[START OF Records for the task]

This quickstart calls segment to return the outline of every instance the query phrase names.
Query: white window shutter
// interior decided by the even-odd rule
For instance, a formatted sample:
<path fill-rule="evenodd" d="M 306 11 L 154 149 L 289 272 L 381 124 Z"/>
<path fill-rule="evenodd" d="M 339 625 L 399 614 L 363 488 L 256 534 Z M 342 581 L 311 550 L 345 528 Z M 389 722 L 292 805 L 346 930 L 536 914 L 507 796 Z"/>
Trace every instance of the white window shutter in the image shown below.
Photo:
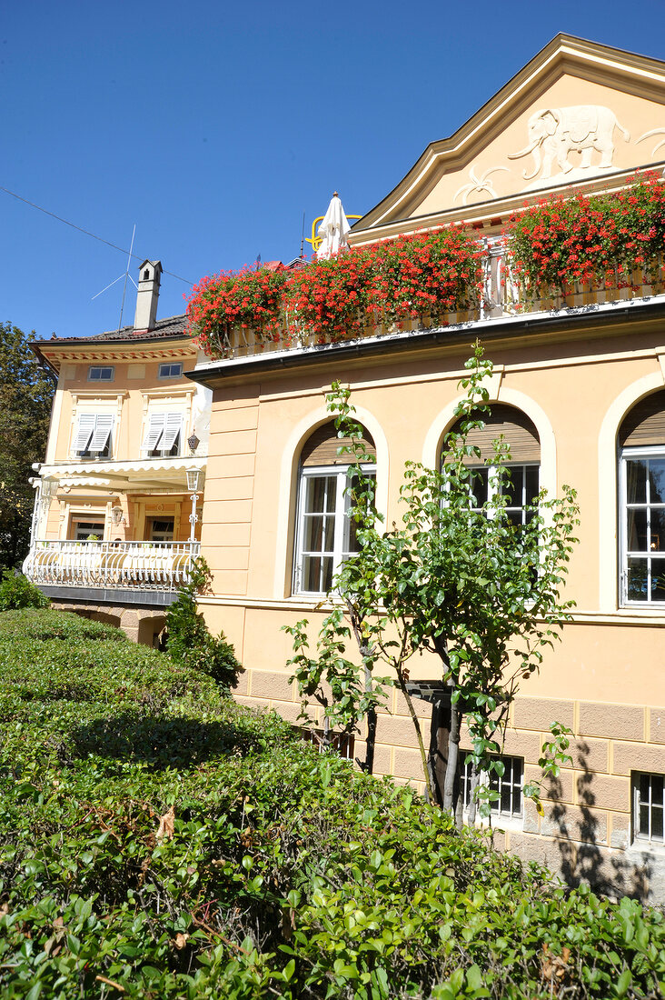
<path fill-rule="evenodd" d="M 113 414 L 98 413 L 95 433 L 90 442 L 90 451 L 104 451 L 113 430 Z"/>
<path fill-rule="evenodd" d="M 176 442 L 176 438 L 180 433 L 180 428 L 182 427 L 182 414 L 181 413 L 167 413 L 166 414 L 166 427 L 164 430 L 164 437 L 162 438 L 162 449 L 164 451 L 170 451 Z"/>
<path fill-rule="evenodd" d="M 151 413 L 143 447 L 146 451 L 154 451 L 164 431 L 164 413 Z"/>
<path fill-rule="evenodd" d="M 79 414 L 78 428 L 76 430 L 76 438 L 74 439 L 74 451 L 77 454 L 88 450 L 90 438 L 95 432 L 95 420 L 96 416 L 94 413 Z"/>

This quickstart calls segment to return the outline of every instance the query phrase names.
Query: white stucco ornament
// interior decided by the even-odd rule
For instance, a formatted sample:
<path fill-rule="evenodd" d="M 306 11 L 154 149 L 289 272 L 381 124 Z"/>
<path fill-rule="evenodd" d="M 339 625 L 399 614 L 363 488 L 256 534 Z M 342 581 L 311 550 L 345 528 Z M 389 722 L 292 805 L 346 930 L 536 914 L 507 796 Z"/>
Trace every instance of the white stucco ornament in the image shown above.
<path fill-rule="evenodd" d="M 533 170 L 530 174 L 524 171 L 525 180 L 533 182 L 527 190 L 545 184 L 581 180 L 589 174 L 612 169 L 615 129 L 623 133 L 626 142 L 630 141 L 630 133 L 619 123 L 611 108 L 601 104 L 539 108 L 529 116 L 528 144 L 519 153 L 509 153 L 508 159 L 533 155 Z M 595 165 L 594 151 L 600 154 L 600 163 Z M 571 152 L 581 154 L 577 167 L 568 159 Z M 558 167 L 558 173 L 554 175 L 553 166 Z"/>
<path fill-rule="evenodd" d="M 328 211 L 323 217 L 323 222 L 316 231 L 316 235 L 321 239 L 316 256 L 319 259 L 332 257 L 342 247 L 348 247 L 350 229 L 349 221 L 344 214 L 344 207 L 337 191 L 335 191 L 328 205 Z"/>

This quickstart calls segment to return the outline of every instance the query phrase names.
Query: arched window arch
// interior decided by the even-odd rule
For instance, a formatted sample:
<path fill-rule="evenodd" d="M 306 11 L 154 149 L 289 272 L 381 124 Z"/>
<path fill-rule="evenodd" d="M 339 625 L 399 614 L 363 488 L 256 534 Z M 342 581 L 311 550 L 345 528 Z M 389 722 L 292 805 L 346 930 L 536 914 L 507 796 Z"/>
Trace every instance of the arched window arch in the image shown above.
<path fill-rule="evenodd" d="M 293 590 L 296 594 L 325 594 L 339 566 L 358 551 L 355 525 L 347 516 L 350 496 L 349 465 L 353 455 L 339 455 L 344 442 L 331 420 L 305 441 L 299 463 Z M 364 431 L 364 450 L 373 461 L 363 465 L 376 471 L 376 449 Z"/>
<path fill-rule="evenodd" d="M 621 422 L 620 599 L 665 604 L 665 389 L 645 396 Z"/>
<path fill-rule="evenodd" d="M 510 487 L 506 515 L 515 525 L 524 524 L 540 488 L 540 438 L 533 421 L 522 410 L 505 403 L 492 403 L 490 413 L 479 411 L 478 417 L 485 426 L 474 428 L 467 435 L 466 443 L 478 448 L 480 457 L 469 457 L 466 464 L 476 471 L 473 492 L 476 504 L 481 507 L 491 499 L 496 481 L 492 476 L 494 459 L 493 442 L 503 436 L 510 447 Z M 451 431 L 460 429 L 462 418 L 453 424 Z"/>

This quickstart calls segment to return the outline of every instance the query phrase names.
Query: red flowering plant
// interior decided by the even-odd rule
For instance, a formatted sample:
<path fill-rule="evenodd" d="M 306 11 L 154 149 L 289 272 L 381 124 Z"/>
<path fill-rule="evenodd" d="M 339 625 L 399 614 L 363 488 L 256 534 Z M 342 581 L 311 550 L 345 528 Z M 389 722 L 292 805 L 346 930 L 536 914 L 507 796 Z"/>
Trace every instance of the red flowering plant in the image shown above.
<path fill-rule="evenodd" d="M 283 268 L 244 267 L 203 278 L 187 302 L 187 332 L 210 357 L 225 357 L 234 330 L 252 331 L 259 342 L 282 335 Z"/>
<path fill-rule="evenodd" d="M 365 247 L 315 257 L 293 272 L 284 288 L 288 336 L 312 334 L 317 343 L 359 336 L 368 323 L 372 275 L 372 253 Z"/>
<path fill-rule="evenodd" d="M 286 284 L 289 332 L 324 343 L 380 322 L 445 322 L 477 302 L 480 253 L 463 227 L 450 226 L 314 260 Z"/>
<path fill-rule="evenodd" d="M 506 231 L 508 261 L 526 299 L 574 283 L 632 286 L 663 275 L 665 183 L 643 174 L 622 191 L 541 200 L 513 215 Z"/>
<path fill-rule="evenodd" d="M 375 244 L 370 308 L 397 326 L 416 318 L 444 323 L 447 314 L 477 304 L 481 256 L 463 226 Z"/>

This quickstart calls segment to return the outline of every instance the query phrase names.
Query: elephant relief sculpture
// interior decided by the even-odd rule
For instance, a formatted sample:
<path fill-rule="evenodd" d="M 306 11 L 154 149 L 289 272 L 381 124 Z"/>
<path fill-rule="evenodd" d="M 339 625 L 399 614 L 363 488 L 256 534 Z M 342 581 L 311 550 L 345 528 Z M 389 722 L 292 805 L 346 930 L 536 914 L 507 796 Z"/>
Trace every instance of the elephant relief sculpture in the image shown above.
<path fill-rule="evenodd" d="M 598 169 L 607 170 L 612 166 L 614 155 L 614 130 L 618 128 L 626 142 L 630 133 L 620 125 L 610 108 L 599 104 L 578 104 L 570 108 L 539 108 L 529 117 L 529 143 L 519 153 L 509 153 L 509 160 L 533 154 L 534 169 L 530 174 L 524 171 L 526 180 L 536 177 L 542 167 L 540 180 L 552 176 L 552 164 L 556 163 L 561 174 L 568 174 L 573 164 L 568 154 L 577 151 L 582 154 L 580 168 L 591 167 L 594 149 L 600 153 Z"/>

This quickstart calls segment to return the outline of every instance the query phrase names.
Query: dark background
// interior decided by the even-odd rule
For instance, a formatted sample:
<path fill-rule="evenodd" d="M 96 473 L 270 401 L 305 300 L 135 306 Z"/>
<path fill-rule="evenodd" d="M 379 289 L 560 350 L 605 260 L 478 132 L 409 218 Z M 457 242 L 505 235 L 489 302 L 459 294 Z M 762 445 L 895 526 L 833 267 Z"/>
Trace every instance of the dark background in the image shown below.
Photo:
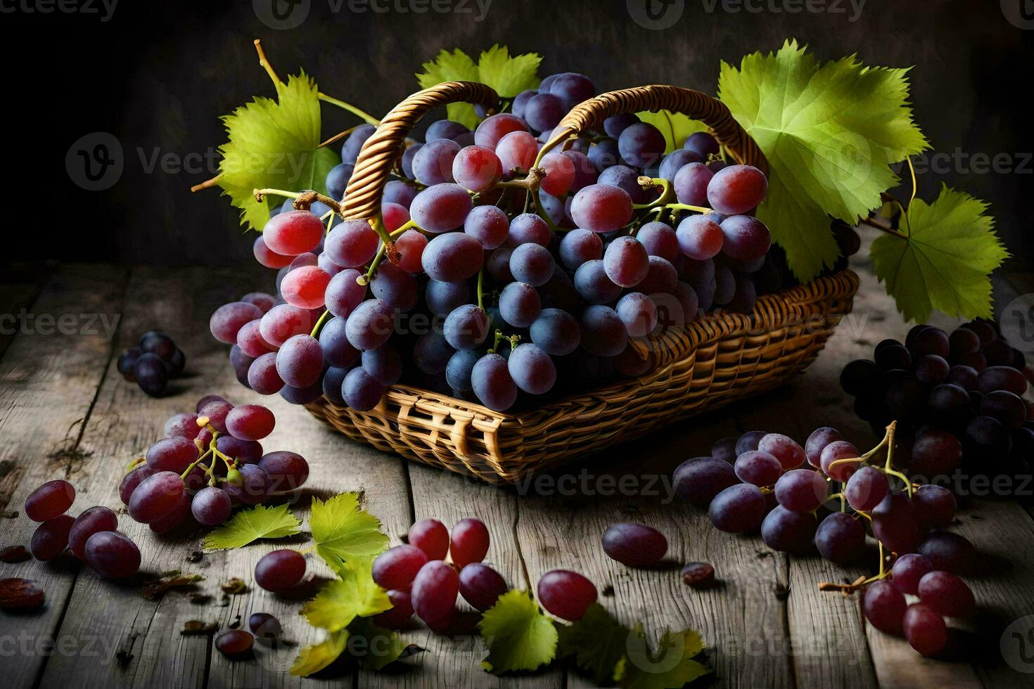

[END OF Records for the task]

§ Short exercise: Write out the listing again from its start through the line containing "113 414 L 98", requests included but the picture left out. Move each answer outline by adding 148 to every coordinate in it, and leave the sample outlines as they are.

§ Response to the task:
This quickstart calls segment to return the outline of every instance the query phrase names.
Query: white window shutter
// interior decided by the even-odd rule
For instance, a formatted sample:
<path fill-rule="evenodd" d="M 306 11 L 154 149 L 289 272 L 381 124 Z"/>
<path fill-rule="evenodd" d="M 339 625 L 399 614 L 363 488 L 256 534 Z M 342 581 L 311 550 L 345 528 Z M 389 722 L 292 805 L 346 930 L 536 914 L 507 796 Z"/>
Trace every instance of the white window shutter in the image shown below.
Photo:
<path fill-rule="evenodd" d="M 261 562 L 246 561 L 243 581 L 238 590 L 238 599 L 252 599 L 261 578 Z"/>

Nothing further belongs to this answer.